| Provided text |
-- Opening Marker --

What is Lumbosacral Disk Disease?
Lumbosacral disk disease is degeneration compression of the associated nerves of the lumbosacral joint. In humans, the lumbosacral joint is where we feel low back pain. In dogs, the lumbosacral junction is one of the highest-motion joints of the spine it is also the connection between the highly mobile lumbar section of the spine and the sacrum which is much more rigid, because of this any abnormal movement can cause instability and pain to your dog.
How Do I Tell if My Dog Has Lumbosacral Trauma?
Generally, Lumbosacral disk disease is caused by trauma. If your dog has had a fall or landed strangely from a jump you will want to monitor their spine and back to see if they are suffering from pain. Run your hands down their back applying a bit of pressure, if they yelp or move away from your hands it might be a good idea to check in with your veterinarian. Lumbosacral disk disease can also cause hind leg pain and hind leg weakness and the inability or unwillingness to wag their tails.

-- Closing Marker --

Natural-language object grounding data
-- Opening Marker --

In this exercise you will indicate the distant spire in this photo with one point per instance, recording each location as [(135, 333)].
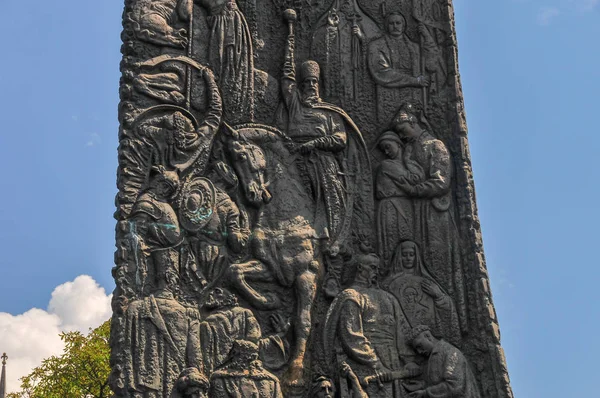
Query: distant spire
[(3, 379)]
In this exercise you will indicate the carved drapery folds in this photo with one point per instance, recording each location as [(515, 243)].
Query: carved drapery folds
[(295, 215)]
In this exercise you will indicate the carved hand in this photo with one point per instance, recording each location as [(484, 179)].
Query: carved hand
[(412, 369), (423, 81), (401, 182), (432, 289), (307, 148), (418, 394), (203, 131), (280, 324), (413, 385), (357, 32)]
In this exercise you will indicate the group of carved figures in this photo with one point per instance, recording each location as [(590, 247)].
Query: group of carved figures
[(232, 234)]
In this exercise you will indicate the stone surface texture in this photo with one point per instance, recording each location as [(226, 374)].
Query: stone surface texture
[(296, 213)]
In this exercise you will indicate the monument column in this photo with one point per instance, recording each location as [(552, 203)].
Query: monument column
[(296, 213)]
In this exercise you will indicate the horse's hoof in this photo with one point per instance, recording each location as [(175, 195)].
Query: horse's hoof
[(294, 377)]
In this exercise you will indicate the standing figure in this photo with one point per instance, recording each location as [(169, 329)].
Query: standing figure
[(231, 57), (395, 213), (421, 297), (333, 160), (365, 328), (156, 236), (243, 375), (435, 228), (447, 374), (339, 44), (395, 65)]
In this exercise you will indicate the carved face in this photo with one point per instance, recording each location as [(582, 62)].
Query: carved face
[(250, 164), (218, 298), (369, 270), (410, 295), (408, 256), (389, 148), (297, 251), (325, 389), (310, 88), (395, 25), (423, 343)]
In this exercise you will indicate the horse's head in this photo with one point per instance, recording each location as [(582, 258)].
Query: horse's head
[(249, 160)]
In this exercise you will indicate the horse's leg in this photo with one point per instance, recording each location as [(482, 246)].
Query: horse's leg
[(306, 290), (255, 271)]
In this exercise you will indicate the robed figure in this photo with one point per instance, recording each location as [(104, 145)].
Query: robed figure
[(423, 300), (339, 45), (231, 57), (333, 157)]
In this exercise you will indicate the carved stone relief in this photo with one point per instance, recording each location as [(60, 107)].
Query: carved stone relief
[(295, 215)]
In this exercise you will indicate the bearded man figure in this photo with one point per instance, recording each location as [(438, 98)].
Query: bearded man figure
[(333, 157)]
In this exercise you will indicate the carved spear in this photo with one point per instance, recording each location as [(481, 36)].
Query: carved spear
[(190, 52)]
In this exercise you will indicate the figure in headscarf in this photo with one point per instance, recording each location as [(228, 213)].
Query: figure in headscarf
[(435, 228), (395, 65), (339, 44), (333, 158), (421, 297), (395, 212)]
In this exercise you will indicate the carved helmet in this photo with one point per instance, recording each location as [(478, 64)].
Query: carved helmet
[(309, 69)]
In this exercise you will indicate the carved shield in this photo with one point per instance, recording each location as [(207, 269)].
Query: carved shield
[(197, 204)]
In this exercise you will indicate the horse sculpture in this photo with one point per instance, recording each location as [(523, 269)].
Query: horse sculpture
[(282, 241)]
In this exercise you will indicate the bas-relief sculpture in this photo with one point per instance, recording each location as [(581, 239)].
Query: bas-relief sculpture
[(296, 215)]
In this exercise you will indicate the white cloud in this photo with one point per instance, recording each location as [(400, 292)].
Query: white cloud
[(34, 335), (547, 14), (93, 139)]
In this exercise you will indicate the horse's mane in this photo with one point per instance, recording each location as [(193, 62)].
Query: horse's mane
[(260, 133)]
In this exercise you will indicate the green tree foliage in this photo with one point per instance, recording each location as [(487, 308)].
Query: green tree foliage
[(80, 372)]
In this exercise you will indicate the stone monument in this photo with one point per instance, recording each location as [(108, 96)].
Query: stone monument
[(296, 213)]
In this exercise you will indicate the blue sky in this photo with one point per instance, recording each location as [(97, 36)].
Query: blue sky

-- Closing Marker --
-- Opening Marker --

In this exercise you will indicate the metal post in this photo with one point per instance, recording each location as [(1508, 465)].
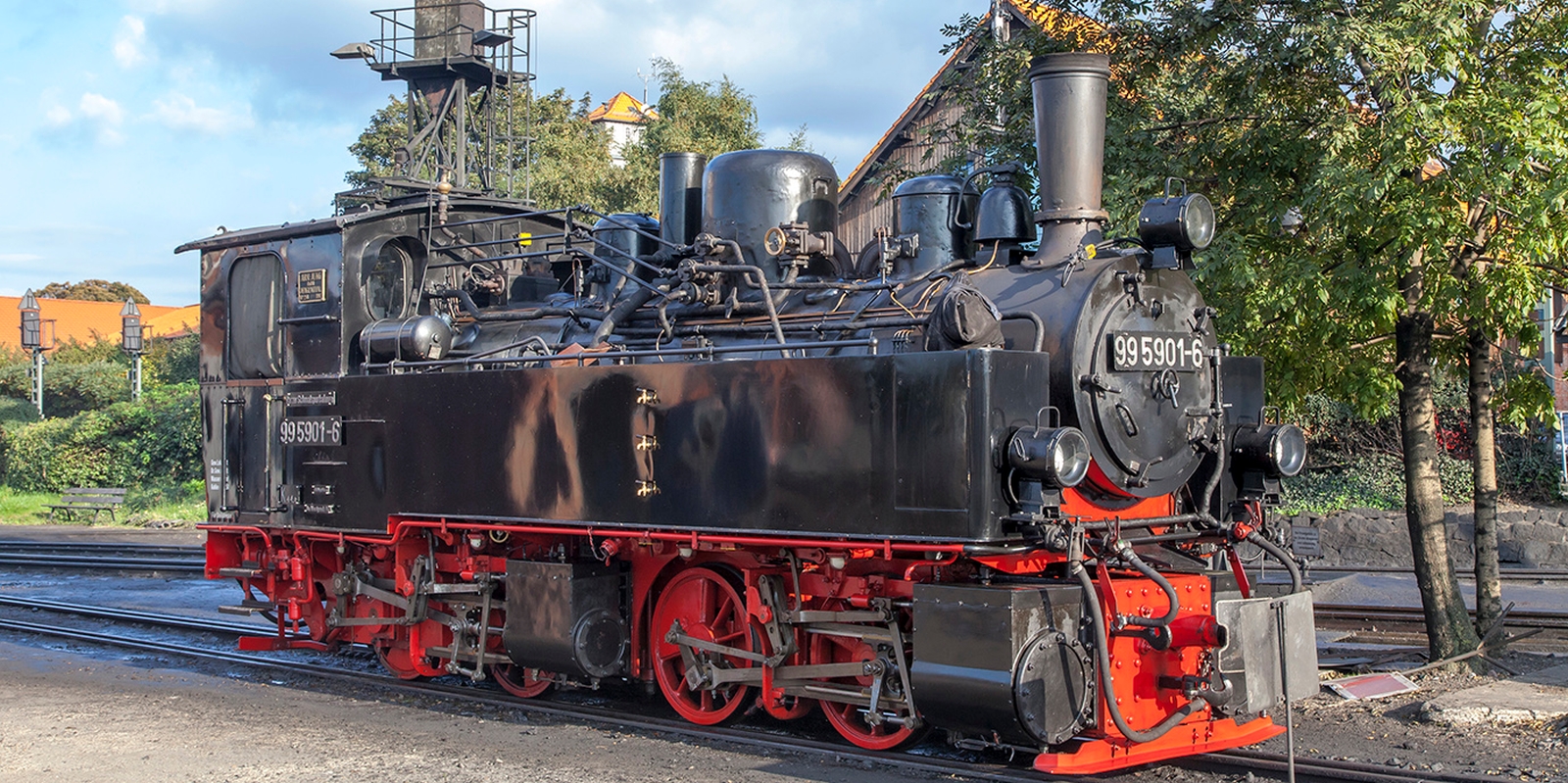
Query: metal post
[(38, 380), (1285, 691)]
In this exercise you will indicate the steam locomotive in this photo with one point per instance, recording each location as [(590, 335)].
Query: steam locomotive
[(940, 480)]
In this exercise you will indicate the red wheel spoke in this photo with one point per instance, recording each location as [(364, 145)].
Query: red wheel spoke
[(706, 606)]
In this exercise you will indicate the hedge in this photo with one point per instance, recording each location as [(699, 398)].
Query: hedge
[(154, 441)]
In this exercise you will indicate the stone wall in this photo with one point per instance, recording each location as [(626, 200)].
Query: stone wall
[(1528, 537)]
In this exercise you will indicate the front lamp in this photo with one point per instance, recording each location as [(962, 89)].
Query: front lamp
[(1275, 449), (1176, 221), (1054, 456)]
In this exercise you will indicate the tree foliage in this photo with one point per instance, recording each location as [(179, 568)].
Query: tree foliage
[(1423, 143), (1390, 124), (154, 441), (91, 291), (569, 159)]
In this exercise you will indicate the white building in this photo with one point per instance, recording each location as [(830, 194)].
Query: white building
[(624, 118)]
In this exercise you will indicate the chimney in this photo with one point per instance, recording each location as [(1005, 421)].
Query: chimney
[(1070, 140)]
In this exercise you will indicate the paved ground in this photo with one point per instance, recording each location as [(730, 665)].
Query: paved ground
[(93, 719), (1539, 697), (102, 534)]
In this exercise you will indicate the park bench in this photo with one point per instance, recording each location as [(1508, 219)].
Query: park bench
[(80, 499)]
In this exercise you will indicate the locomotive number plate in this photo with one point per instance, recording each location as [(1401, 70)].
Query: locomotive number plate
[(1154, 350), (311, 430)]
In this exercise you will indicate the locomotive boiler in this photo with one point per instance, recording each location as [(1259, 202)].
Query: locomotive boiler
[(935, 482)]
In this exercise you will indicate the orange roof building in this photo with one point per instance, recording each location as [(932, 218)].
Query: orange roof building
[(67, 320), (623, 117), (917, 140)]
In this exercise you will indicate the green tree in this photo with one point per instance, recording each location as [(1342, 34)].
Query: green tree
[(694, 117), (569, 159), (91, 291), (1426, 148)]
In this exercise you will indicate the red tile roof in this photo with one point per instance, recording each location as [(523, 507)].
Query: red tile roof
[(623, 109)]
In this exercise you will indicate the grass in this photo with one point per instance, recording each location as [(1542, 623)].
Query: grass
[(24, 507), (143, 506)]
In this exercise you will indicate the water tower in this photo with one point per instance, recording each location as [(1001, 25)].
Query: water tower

-- Closing Marker --
-- Opening Marker --

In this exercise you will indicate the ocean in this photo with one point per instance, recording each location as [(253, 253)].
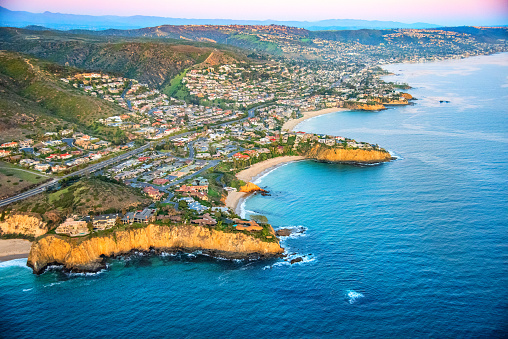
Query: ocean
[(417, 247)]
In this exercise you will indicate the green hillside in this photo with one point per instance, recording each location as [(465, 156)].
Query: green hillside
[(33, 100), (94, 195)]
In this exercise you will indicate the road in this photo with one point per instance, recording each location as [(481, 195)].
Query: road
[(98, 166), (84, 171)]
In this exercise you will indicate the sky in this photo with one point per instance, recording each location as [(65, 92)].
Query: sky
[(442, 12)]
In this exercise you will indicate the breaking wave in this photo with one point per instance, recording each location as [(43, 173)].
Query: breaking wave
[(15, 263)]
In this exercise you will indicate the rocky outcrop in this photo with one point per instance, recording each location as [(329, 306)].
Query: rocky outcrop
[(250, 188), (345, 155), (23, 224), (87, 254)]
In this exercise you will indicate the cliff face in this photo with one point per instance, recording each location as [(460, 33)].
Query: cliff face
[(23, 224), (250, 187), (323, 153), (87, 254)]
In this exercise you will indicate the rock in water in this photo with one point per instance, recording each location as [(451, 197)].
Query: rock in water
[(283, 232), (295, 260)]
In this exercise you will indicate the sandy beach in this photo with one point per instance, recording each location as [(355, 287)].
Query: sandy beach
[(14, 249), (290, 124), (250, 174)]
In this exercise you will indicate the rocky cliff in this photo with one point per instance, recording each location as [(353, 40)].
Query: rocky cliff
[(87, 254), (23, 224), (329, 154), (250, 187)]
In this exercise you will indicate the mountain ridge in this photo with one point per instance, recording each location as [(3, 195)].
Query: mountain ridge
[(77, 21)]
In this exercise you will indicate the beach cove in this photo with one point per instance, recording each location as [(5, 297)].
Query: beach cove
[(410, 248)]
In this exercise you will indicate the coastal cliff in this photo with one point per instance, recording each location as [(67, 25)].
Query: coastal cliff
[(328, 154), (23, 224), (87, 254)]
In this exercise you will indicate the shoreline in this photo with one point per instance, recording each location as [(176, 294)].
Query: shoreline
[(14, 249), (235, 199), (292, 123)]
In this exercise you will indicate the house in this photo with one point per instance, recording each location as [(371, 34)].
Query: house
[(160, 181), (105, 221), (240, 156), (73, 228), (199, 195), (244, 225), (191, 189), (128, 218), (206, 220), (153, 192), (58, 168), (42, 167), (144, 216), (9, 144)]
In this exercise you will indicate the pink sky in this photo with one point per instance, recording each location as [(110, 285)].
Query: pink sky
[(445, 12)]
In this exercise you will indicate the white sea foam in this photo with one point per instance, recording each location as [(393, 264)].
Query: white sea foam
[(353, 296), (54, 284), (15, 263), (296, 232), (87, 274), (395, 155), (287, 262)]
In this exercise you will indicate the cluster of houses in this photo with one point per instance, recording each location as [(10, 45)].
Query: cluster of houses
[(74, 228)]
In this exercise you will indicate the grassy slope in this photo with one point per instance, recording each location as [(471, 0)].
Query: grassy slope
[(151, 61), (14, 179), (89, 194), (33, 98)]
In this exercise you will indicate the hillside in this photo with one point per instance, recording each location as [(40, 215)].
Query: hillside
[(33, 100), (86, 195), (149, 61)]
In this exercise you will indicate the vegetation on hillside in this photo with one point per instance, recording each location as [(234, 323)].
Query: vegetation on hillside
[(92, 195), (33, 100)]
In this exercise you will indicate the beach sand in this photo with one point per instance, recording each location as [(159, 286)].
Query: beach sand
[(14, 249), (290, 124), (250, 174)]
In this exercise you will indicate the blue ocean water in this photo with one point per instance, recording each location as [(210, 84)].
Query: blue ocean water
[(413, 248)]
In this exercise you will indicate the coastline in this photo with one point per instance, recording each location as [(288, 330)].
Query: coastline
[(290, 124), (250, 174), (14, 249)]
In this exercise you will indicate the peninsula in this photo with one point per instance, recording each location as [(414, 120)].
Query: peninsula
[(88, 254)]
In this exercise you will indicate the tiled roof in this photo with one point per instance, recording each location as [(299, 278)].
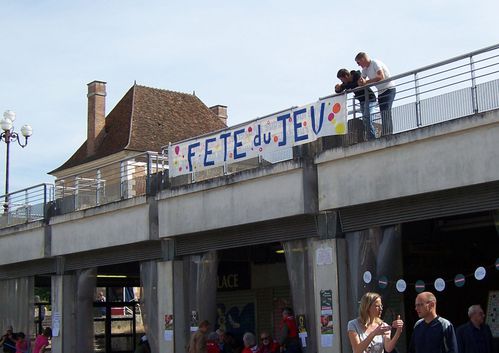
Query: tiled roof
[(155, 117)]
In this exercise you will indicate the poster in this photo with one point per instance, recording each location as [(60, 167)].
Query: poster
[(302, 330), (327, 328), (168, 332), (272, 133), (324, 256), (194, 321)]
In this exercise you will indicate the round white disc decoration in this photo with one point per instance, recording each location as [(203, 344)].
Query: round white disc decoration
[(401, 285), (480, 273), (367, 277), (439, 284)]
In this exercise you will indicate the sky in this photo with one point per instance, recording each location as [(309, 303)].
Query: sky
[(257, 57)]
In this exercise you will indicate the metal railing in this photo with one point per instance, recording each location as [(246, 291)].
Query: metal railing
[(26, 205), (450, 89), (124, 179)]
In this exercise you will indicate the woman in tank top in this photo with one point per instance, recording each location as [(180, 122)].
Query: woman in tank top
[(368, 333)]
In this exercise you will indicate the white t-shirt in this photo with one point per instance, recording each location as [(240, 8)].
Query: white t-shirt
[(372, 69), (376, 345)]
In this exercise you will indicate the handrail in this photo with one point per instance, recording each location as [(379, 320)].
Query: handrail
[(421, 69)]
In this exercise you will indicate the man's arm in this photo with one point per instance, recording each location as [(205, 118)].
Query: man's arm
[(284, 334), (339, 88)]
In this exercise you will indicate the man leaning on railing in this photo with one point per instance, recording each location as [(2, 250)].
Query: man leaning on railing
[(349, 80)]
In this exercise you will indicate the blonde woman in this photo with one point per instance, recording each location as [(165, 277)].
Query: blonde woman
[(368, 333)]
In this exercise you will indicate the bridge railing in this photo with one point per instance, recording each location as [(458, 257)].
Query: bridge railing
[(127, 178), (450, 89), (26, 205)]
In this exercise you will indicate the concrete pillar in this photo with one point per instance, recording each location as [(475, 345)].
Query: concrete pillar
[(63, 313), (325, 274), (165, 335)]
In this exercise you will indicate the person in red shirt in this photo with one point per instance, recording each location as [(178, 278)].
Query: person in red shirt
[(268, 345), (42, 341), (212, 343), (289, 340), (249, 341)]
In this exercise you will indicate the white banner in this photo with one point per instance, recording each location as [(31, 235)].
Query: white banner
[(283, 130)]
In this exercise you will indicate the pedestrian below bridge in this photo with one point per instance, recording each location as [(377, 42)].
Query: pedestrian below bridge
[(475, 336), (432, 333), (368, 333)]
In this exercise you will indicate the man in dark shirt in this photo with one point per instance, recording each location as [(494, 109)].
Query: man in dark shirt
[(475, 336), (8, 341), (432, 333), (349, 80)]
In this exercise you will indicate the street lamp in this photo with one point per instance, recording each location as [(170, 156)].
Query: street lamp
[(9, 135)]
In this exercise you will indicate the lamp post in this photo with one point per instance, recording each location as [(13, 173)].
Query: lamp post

-- Closing Marker --

| Check your understanding |
- 1) List every effect that the article on lumbosacral disk disease says the condition can also cause in a dog.
- 2) Continue the article on lumbosacral disk disease in dogs from the point where it stops.

| Answers provided |
- 1)
- Hind leg pain
- Hind leg weakness
- The inability or unwillingness to wag their tails

- 2)
How to Treat Lumbosacral Disk Disease
- Treating Lumbosacral Disk Disease starts with a trip to your veterinarian! Your vet will preform an MRI of your dog's spine to see if there is trauma.
- Depending on the severity of the spinal injury your vet may recommend surgery or treat it conservatively with physical therapy and crate rest.
- Decompressive Surgery (laminectomy)- If your pup is effected by extrusion or protrusion of the intervertebral disc with no evidence of instability or compression of the nerve roots a procedure called surgical decompression by dorsal laminectomy can be preformed. This surgeon will remove some of the bony casing of the spinal canal, allowing access to remove any bulging or ruptured intervertebral disc material that is causing your dog pain.
- Lumbosacral Distraction Stabilisation Surgery- This is a fairly new surgery where your dog's surgeon will begin by stretching the lumbosacral joint by placing a custom made titanium bolt between the vertebrae, and secure it in place with either pins and bone cement or a pedicle screw system similar to the systems used in human spinal surgery, this will allow addition security to the spine.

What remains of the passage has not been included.